DESCRIPTION OF THE TASK - Each entry below should be printed exactly, with every image left out.

>>>

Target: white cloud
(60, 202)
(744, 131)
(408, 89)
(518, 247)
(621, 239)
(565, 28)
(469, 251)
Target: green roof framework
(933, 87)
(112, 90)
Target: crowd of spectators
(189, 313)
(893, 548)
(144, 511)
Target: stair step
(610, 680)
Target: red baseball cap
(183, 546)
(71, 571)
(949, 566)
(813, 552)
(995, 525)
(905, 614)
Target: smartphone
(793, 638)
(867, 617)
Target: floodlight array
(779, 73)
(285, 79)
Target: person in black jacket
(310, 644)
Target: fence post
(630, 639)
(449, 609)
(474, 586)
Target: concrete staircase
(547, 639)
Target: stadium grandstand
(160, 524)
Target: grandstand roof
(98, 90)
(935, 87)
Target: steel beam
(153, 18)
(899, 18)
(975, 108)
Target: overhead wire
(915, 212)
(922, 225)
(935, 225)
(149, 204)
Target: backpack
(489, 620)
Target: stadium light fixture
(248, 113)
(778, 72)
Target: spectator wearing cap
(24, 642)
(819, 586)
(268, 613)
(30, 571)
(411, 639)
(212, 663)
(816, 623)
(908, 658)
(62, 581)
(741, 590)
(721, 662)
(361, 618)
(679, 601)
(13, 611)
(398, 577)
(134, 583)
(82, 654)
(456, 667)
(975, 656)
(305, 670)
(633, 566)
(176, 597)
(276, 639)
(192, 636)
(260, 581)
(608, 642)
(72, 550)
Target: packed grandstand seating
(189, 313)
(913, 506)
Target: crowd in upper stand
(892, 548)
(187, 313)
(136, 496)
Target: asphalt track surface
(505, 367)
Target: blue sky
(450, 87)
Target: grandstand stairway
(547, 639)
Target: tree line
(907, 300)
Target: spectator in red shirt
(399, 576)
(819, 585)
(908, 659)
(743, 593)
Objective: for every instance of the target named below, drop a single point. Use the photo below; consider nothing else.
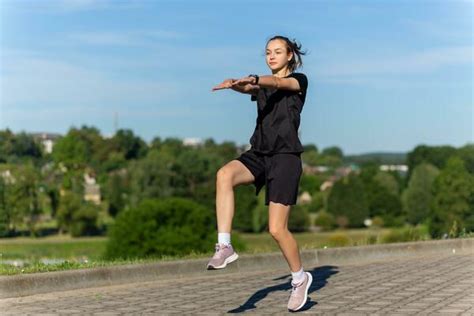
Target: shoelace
(217, 253)
(295, 286)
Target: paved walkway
(421, 286)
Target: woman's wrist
(255, 78)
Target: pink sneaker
(299, 293)
(224, 254)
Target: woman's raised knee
(277, 232)
(224, 176)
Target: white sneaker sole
(310, 280)
(228, 260)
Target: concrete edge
(45, 282)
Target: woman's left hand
(244, 81)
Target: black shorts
(280, 173)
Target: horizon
(401, 78)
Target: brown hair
(291, 46)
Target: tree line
(36, 186)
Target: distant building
(7, 177)
(91, 189)
(399, 168)
(192, 142)
(47, 140)
(304, 198)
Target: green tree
(131, 146)
(69, 204)
(453, 203)
(347, 199)
(169, 226)
(418, 196)
(84, 220)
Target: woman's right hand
(226, 84)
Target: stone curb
(35, 283)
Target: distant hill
(380, 158)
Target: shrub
(405, 234)
(325, 220)
(172, 226)
(84, 221)
(339, 240)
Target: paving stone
(428, 285)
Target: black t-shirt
(278, 118)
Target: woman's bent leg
(278, 227)
(230, 175)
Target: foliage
(157, 227)
(347, 199)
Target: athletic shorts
(280, 173)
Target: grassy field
(87, 252)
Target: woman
(274, 159)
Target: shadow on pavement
(320, 277)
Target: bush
(172, 226)
(84, 221)
(405, 234)
(325, 220)
(339, 240)
(377, 222)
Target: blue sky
(383, 75)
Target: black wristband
(256, 78)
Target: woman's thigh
(236, 172)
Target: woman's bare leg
(278, 227)
(229, 176)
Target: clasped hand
(230, 83)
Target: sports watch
(255, 76)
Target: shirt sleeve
(302, 80)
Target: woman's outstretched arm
(242, 88)
(270, 81)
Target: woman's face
(276, 55)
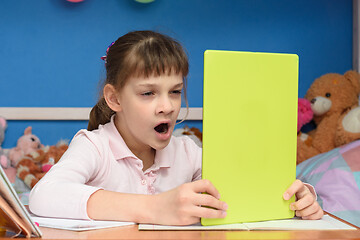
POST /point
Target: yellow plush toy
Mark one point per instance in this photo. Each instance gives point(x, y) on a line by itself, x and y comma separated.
point(335, 103)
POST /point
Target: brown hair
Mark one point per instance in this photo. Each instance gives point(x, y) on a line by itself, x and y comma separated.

<<<

EXERCISE RESPONSE -
Target: white cloud
(60, 202)
(744, 131)
(408, 89)
(518, 247)
(621, 239)
(565, 28)
(469, 251)
Target: green roof framework
(933, 87)
(112, 90)
Target: crowd of spectators
(189, 313)
(893, 548)
(144, 511)
Target: stair step
(610, 680)
Target: red baseball cap
(183, 546)
(71, 571)
(949, 566)
(813, 552)
(995, 525)
(905, 614)
Target: smartphone
(793, 638)
(867, 617)
Target: floodlight array
(779, 73)
(285, 79)
Target: person in black jacket
(310, 644)
Target: fence post
(630, 639)
(449, 609)
(474, 586)
Target: concrete staircase
(547, 639)
Target: stadium grandstand
(160, 524)
Target: grandstand roof
(98, 90)
(935, 87)
Target: steel beam
(153, 18)
(899, 18)
(975, 108)
Target: overhead wire
(915, 212)
(922, 225)
(935, 225)
(149, 204)
Target: backpack
(489, 620)
Target: stadium light fixture
(248, 113)
(778, 72)
Target: spectator wearing cap
(24, 642)
(819, 586)
(268, 613)
(30, 571)
(411, 639)
(212, 663)
(816, 623)
(908, 658)
(62, 581)
(741, 590)
(721, 662)
(361, 618)
(679, 601)
(13, 611)
(398, 577)
(134, 583)
(82, 654)
(456, 667)
(975, 656)
(305, 670)
(633, 566)
(176, 597)
(276, 639)
(192, 636)
(260, 581)
(608, 642)
(72, 550)
Target: packed grandstand seating
(189, 313)
(913, 506)
Target: crowd in upper stand
(892, 548)
(187, 313)
(136, 496)
Target: asphalt track surface
(505, 367)
Target: blue sky
(450, 87)
Target: grandstand stairway
(547, 639)
Target: tree line
(907, 300)
Target: spectator in red shirt
(399, 576)
(819, 585)
(908, 659)
(743, 593)
Objective: for every instance of the target named below, drop a single point. Use the photo below; consider nothing else.
Target: shoelace
(217, 253)
(295, 286)
Target: paved walkway
(421, 286)
Target: woman's wrist
(255, 78)
Target: pink sneaker
(299, 293)
(224, 254)
Target: woman's raised knee
(277, 232)
(224, 176)
Target: white sneaker sole
(310, 280)
(228, 260)
Target: concrete edge
(45, 282)
Target: woman's left hand
(244, 81)
Target: black shorts
(280, 173)
Target: horizon
(401, 78)
Target: brown hair
(291, 46)
Target: tree line
(36, 186)
Target: distant building
(7, 177)
(91, 189)
(399, 168)
(192, 142)
(47, 140)
(304, 198)
Target: green tree
(131, 146)
(69, 204)
(453, 203)
(347, 199)
(169, 226)
(418, 196)
(84, 220)
Target: woman's right hand
(226, 84)
Target: stone curb
(35, 283)
Target: distant hill
(380, 158)
Target: shrub
(405, 234)
(325, 220)
(172, 226)
(84, 221)
(339, 240)
Target: paving stone
(428, 285)
Target: black t-shirt
(278, 118)
Target: woman's bent leg
(278, 227)
(230, 175)
Target: foliage
(157, 227)
(347, 199)
Target: athletic shorts
(280, 173)
Target: grassy field
(87, 252)
Target: woman
(274, 159)
Target: shadow on pavement
(320, 277)
Target: bush
(172, 226)
(84, 221)
(405, 234)
(325, 220)
(339, 240)
(377, 222)
Target: blue sky
(383, 75)
Target: black wristband
(256, 78)
Target: woman's thigh
(236, 172)
Target: woman's bare leg
(278, 227)
(229, 176)
Target: clasped hand
(230, 83)
Target: sports watch
(255, 76)
Target: shirt sleeve
(302, 80)
Target: woman's outstretched arm
(242, 88)
(270, 81)
Target: woman's face
(276, 55)
POST /point
Target: yellow plush toy
Mark one point per instance in this photo. Each instance gives point(x, y) on a line by itself, x and y comma separated.
point(335, 103)
POST /point
Target: brown hair
Mark one point per instance in this photo. Each instance gives point(x, y) on a line by itself, x and y comma separated.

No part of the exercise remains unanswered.